◆ Exercise instructions ◆
Nothing in the listing below should change; retype it as is.
====== Material supplied ======
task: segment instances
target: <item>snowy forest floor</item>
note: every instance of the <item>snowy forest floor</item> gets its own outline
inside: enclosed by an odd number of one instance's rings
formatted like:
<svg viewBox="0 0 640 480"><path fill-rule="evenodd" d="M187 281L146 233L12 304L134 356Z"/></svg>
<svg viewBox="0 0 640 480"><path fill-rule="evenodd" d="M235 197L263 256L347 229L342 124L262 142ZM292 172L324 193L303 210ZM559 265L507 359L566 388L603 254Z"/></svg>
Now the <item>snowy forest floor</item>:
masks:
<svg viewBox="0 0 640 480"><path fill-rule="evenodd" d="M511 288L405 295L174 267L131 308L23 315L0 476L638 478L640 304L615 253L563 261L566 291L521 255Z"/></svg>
======
◆ Written solution ◆
task: segment instances
target: <item>snowy forest floor</item>
note: every instance of the <item>snowy forest floor</item> gets its own outline
inside: enclosed by an odd number of one instance's rings
formatted like:
<svg viewBox="0 0 640 480"><path fill-rule="evenodd" d="M187 281L146 233L12 304L134 356Z"/></svg>
<svg viewBox="0 0 640 480"><path fill-rule="evenodd" d="M235 197L263 256L347 229L342 124L262 142ZM292 172L324 193L303 210ZM559 265L507 359L566 388L603 254Z"/></svg>
Now the <item>snowy forest floor</item>:
masks:
<svg viewBox="0 0 640 480"><path fill-rule="evenodd" d="M511 288L405 295L174 267L131 308L23 315L0 476L638 478L640 304L615 253L563 261L566 291L521 255Z"/></svg>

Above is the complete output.